* Exercise inputs *
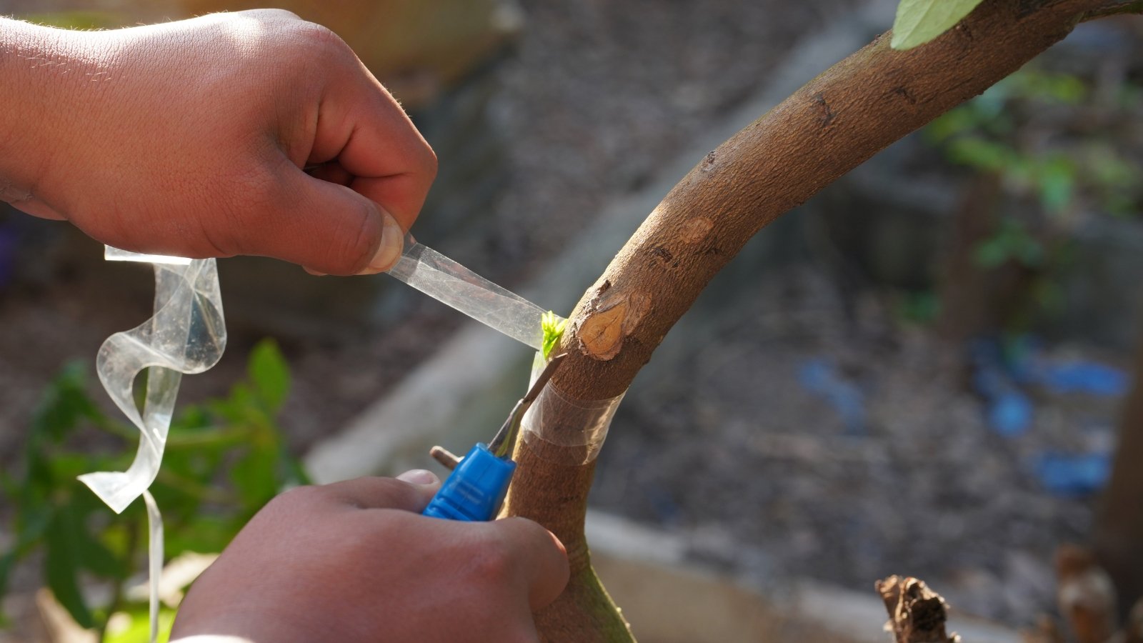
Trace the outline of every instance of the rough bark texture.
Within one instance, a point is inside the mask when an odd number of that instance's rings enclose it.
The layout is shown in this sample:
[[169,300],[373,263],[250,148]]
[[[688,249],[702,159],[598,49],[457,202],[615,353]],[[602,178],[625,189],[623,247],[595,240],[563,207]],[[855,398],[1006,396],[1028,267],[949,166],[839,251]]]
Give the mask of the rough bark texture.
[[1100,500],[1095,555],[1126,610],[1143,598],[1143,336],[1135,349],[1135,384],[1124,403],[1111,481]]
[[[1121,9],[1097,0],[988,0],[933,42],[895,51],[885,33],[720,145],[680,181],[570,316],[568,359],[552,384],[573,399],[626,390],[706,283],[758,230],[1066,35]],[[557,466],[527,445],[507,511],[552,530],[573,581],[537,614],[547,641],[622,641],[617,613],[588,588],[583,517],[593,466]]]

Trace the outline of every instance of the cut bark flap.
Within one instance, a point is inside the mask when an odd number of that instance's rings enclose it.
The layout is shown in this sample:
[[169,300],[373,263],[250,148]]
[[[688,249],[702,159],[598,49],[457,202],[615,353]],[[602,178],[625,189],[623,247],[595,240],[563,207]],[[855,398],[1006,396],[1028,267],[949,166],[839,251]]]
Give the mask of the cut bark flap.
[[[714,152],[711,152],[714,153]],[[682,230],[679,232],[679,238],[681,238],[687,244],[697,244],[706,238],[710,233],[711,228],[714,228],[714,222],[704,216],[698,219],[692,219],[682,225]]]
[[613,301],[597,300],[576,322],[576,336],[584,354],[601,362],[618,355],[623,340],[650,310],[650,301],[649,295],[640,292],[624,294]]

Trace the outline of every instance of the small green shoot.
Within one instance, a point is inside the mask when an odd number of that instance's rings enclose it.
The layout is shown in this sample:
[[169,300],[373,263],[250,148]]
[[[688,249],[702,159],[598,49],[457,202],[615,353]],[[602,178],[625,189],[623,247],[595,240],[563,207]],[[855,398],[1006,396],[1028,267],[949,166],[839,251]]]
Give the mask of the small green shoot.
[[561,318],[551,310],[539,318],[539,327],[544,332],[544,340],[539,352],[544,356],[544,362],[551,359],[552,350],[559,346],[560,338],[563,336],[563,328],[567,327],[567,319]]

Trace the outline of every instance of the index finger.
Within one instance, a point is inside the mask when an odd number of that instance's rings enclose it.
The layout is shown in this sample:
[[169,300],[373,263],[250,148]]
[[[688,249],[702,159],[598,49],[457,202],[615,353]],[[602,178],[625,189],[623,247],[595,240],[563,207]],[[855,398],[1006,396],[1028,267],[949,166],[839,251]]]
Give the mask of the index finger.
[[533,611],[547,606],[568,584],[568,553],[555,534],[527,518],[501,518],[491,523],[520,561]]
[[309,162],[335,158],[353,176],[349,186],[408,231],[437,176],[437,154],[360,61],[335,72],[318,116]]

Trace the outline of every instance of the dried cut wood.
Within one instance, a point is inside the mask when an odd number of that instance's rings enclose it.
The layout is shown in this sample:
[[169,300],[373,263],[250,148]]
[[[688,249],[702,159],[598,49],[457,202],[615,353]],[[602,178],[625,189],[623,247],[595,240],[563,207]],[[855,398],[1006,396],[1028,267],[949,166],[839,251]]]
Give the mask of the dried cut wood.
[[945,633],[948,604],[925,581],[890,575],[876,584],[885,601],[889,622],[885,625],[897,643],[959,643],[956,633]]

---

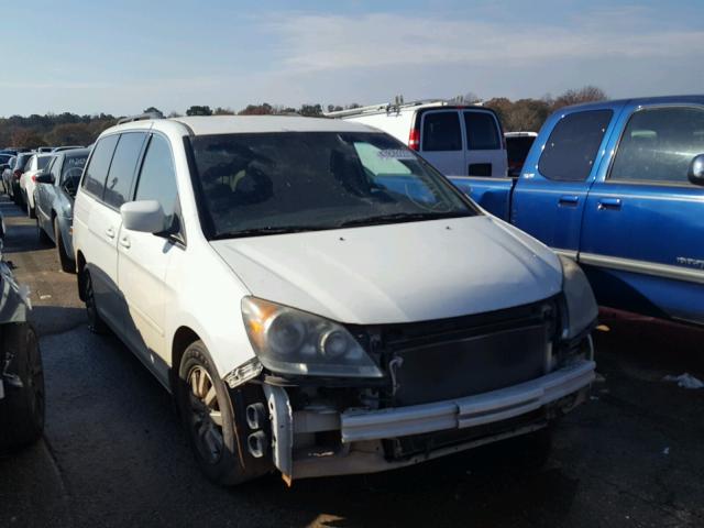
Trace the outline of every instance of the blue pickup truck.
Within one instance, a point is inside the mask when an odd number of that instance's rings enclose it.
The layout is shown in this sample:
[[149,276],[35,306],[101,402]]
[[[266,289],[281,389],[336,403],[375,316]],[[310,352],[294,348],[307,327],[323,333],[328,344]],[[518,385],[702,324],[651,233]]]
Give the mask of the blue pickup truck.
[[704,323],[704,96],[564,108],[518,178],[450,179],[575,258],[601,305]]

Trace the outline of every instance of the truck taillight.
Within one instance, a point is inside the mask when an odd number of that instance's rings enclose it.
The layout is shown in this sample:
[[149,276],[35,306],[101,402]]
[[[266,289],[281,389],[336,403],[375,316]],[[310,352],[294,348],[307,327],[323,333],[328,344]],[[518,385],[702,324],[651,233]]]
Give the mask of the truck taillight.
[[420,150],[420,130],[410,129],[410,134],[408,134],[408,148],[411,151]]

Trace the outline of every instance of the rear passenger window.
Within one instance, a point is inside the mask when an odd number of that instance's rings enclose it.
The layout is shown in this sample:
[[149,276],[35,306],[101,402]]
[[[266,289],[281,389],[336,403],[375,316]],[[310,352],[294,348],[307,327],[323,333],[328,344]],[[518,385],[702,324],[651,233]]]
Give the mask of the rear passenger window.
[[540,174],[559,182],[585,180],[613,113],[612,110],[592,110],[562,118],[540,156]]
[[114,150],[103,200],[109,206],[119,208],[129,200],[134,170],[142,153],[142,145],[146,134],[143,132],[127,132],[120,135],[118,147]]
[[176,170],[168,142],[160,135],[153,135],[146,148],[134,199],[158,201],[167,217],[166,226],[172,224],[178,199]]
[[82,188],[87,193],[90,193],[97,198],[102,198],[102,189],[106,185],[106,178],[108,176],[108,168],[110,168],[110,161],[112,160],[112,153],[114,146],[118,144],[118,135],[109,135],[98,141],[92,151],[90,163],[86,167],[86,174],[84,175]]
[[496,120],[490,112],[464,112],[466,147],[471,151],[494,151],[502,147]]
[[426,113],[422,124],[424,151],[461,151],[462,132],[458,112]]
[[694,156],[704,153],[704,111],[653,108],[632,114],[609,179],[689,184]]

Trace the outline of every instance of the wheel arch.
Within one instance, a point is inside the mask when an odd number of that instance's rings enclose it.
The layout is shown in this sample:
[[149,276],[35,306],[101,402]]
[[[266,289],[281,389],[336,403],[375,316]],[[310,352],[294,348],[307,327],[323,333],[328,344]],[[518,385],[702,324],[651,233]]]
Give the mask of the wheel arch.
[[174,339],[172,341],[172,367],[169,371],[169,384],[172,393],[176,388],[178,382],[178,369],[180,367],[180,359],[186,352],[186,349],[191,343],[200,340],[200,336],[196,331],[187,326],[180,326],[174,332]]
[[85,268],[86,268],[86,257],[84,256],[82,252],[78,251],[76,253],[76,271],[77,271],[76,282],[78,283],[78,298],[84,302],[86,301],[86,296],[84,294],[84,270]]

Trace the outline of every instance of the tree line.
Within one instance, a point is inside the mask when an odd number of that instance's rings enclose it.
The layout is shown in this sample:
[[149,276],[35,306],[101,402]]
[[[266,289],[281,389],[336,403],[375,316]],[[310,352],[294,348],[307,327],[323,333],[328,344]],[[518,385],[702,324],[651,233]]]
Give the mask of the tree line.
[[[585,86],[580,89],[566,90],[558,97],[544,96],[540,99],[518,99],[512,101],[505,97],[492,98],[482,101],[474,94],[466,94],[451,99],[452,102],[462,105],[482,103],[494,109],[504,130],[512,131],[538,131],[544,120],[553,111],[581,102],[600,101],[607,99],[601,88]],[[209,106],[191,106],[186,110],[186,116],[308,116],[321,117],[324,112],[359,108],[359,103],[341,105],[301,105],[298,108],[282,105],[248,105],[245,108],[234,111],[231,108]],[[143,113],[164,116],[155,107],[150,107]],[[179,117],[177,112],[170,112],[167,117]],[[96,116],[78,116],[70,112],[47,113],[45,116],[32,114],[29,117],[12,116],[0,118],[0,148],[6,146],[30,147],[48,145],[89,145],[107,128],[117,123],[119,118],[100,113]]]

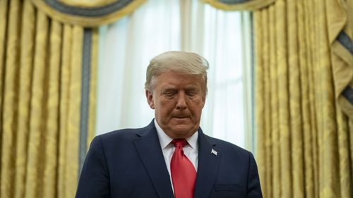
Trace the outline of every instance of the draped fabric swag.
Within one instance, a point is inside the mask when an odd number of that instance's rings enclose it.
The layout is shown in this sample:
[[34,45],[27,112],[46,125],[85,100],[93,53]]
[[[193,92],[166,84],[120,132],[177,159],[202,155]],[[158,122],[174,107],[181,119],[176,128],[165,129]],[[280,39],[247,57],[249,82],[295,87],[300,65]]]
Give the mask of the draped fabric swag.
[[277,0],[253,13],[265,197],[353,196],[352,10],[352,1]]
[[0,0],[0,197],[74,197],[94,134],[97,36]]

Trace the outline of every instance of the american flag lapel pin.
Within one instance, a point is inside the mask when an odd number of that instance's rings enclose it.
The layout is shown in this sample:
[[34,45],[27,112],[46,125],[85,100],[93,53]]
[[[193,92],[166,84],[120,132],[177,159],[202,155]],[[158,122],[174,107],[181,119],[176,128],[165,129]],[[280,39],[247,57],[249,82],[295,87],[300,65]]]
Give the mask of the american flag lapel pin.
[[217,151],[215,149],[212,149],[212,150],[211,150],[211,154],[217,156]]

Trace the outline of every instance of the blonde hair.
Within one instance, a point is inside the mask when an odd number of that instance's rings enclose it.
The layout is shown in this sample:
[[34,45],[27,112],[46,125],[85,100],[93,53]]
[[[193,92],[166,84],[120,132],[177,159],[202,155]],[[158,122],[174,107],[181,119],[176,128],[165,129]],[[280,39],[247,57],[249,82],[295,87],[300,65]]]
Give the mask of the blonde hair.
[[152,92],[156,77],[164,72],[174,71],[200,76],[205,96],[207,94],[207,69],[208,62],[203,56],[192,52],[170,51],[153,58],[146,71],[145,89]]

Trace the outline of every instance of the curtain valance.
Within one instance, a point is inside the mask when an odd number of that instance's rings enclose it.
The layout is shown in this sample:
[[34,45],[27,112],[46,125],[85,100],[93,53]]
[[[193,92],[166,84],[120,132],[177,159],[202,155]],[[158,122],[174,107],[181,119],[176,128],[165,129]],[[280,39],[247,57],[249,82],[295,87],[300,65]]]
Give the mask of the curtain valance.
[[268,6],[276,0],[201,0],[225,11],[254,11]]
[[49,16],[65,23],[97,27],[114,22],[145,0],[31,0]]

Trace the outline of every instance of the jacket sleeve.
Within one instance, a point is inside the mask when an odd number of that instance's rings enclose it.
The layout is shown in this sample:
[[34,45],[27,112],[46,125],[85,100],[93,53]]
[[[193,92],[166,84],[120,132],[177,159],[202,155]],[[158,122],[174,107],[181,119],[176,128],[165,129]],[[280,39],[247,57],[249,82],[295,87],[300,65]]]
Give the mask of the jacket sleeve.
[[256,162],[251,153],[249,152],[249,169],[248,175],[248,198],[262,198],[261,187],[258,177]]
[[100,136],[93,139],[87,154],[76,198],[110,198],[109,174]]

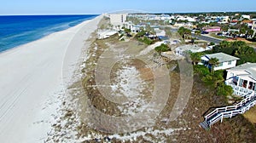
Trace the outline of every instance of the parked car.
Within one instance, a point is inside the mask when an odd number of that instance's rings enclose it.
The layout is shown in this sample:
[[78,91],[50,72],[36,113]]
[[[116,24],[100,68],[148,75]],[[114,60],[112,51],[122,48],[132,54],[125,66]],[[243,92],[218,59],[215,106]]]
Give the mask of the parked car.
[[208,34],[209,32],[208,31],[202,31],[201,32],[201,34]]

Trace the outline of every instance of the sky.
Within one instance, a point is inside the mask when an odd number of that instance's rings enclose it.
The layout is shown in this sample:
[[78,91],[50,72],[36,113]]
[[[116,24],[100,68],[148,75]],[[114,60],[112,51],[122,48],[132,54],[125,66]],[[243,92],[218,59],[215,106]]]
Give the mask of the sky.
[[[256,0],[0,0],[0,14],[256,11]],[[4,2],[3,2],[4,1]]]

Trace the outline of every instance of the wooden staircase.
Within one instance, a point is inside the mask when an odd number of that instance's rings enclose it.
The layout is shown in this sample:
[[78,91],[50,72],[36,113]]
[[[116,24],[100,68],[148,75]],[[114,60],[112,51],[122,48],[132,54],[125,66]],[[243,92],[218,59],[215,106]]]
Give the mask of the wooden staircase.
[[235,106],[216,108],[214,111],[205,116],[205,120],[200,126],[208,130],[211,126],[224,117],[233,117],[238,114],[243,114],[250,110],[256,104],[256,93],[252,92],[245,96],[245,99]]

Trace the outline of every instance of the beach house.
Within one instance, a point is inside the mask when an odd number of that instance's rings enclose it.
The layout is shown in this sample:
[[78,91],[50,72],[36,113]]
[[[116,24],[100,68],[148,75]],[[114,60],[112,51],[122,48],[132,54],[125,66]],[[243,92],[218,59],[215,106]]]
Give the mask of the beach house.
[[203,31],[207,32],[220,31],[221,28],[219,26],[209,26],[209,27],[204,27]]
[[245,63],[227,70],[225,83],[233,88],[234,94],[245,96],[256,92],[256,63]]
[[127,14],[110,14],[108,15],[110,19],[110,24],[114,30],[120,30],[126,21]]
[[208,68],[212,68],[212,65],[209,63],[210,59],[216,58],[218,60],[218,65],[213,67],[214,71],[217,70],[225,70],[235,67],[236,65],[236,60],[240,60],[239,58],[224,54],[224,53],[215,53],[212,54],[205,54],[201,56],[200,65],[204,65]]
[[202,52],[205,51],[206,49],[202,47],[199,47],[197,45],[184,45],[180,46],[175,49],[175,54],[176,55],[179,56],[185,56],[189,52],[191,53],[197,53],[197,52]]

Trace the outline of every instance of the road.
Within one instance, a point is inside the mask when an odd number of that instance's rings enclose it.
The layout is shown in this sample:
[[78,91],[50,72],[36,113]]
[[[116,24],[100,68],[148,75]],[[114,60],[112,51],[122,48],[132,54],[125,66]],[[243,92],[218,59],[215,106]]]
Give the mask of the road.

==

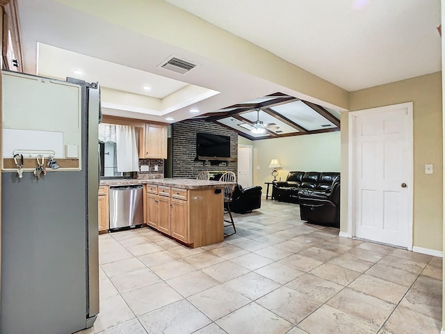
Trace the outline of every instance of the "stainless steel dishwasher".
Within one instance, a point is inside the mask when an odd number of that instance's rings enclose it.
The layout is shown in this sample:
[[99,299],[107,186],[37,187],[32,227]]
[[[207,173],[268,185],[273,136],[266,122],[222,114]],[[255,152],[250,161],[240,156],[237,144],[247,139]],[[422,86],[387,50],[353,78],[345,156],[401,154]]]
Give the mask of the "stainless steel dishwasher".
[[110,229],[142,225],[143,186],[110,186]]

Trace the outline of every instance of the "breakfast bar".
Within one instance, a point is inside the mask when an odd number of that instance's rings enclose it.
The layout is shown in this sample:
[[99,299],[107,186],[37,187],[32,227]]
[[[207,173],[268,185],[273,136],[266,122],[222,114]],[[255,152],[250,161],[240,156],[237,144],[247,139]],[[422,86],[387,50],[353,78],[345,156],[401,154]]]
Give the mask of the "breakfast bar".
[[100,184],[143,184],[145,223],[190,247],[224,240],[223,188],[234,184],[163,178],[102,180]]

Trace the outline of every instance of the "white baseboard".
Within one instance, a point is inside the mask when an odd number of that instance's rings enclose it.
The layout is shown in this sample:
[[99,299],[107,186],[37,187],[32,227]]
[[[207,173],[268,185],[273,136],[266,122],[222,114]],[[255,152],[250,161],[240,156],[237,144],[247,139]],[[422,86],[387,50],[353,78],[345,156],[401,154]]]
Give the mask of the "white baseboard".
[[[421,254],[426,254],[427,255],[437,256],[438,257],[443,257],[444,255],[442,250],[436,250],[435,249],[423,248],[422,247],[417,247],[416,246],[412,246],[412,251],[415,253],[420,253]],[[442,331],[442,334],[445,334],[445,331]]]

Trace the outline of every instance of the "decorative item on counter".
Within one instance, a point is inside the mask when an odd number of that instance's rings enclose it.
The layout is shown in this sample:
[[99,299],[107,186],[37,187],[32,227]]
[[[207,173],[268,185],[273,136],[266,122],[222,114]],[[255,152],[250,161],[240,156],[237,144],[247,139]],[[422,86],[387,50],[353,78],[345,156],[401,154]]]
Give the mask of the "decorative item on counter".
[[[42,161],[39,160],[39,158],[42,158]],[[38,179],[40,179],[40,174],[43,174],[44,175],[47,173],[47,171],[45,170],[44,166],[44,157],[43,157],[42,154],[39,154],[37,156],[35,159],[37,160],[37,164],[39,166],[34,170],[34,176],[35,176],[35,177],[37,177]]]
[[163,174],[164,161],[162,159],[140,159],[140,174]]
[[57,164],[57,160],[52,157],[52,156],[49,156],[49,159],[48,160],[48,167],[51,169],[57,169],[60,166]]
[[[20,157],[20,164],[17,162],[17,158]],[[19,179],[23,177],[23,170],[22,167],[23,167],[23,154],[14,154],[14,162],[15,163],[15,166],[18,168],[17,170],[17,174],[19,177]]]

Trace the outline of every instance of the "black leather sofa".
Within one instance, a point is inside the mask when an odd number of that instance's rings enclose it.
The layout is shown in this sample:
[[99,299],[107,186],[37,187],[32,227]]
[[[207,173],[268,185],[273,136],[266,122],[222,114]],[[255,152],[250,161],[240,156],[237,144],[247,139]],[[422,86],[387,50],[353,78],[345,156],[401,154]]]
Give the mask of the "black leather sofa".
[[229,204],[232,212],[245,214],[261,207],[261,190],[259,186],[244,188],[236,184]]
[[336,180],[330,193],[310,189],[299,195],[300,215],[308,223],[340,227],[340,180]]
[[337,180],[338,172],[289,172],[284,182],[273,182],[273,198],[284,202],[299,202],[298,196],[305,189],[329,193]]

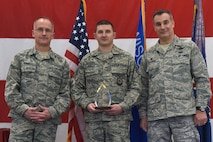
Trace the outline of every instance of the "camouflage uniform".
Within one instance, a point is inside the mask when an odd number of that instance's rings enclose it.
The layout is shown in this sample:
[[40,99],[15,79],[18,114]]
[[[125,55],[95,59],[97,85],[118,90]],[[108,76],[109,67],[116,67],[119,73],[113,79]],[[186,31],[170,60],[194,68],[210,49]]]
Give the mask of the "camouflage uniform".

* Directions *
Reproduce verbatim every line of the items from the line with "Trace the outline of every instance of the parked" to the line with "[[[256,0],[0,0],[0,14],[256,11]],[[4,2],[3,2],[4,1]]]", including both of those lines. Give only these lines and nothing else.

* Response to this exercise *
Trace the outline of every instance of the parked car.
Within one instance, a point is inside the mask when an odd number of that instance's rings enclose it.
The layout is shown in this sample:
[[78,91],[50,72],[36,113]]
[[[116,24],[100,68],[148,75]],[[114,60],[112,51],[122,48],[132,54],[125,66]],[[243,92],[218,59],[215,106]]]
Give the mask of the parked car.
[[208,34],[209,32],[208,31],[202,31],[201,32],[201,34]]

Trace the outline of every instance of the sky.
Within one instance, a point is inside the mask when an odd number of that instance's rings enclose it.
The layout is shown in this sample:
[[78,91],[50,72],[36,113]]
[[[116,24],[100,68],[148,75]],[[114,60],[112,51],[122,48],[132,54],[125,66]],[[243,92],[218,59],[215,106]]]
Give the mask of the sky.
[[[256,0],[0,0],[0,14],[256,11]],[[4,2],[3,2],[4,1]]]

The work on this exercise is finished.